» Task 1: In the forum thread on the Dirac Lagrangian, what choice of $K^{\mu}$ does the poster say seems to bring some result?
» Task 2: Pick up the forum thread on the Dirac Lagrangian after its last sentence and continue it.

» Text extract:
----------------------------------------
Dirac Lagr in Hermitian form

[ChrisVer]

Is there any way to write the Dirac lagrangian to have symmetric derivatives (acting on both sides)? Of course someone can do that by trying to make the Lagrangian completely hermitian by adding the hermitian conjugate, and he'll get the same equations of motion (a 1/2 must exist in that case)...However same equations of motion, imply that there should be a connection between the two Lagrangians via a 4divergence, right? Unfortunately I cannot see what that could be.
$L_{D}= \bar{\psi} (i γ^{\mu}∂_{\mu}-m) \psi$
In particular choosing
$L_{D}= \bar{\psi} (i γ^{\mu}∂_{\mu}-m) \psi + ∂_{\mu}K^{\mu}$
seems to bring some result if I choose $K^{\mu}=i\bar{\psi}\gamma^{\mu}\psi$
but the initial lagrangian seems to get doubled...
----------------------------------------
» Recorded data:

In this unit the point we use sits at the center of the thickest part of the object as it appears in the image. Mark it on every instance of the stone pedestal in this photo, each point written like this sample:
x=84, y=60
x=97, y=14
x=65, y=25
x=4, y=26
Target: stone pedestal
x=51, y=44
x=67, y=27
----------------------------------------
» Reply 1: $K^{\mu}=i\bar{\psi}\gamma^{\mu}\psi$

» Reply 2:
 

[ChrisVer]

$L_{D}=\frac{1}{2} \bar{\psi} i γ^{\mu}∂_{\mu} \psi + \frac{1}{2} \bar{\psi} i γ^{\mu}∂_{\mu} \psi -m \bar{\psi}\psi$

$L_{D}=\frac{1}{2} \bar{\psi} i γ^{\mu}∂_{\mu} \psi + \frac{1}{2} i ∂_{\mu}(\bar{\psi}γ^{\mu}\psi) - \frac{1}{2}i (∂_{\mu}\bar{\psi})\gamma^{\mu}\psi -m \bar{\psi}\psi$

$L_{D}=\frac{1}{2} \bar{\psi} (i γ^{\mu}[∂_{\mu}^{→}-∂_{\mu}^{←}] -2m) \psi + \frac{1}{2} i ∂_{\mu}(\bar{\psi}γ^{\mu}\psi)$

Should the - exist?

 

[The_Duck]

Yes, your last expression is right.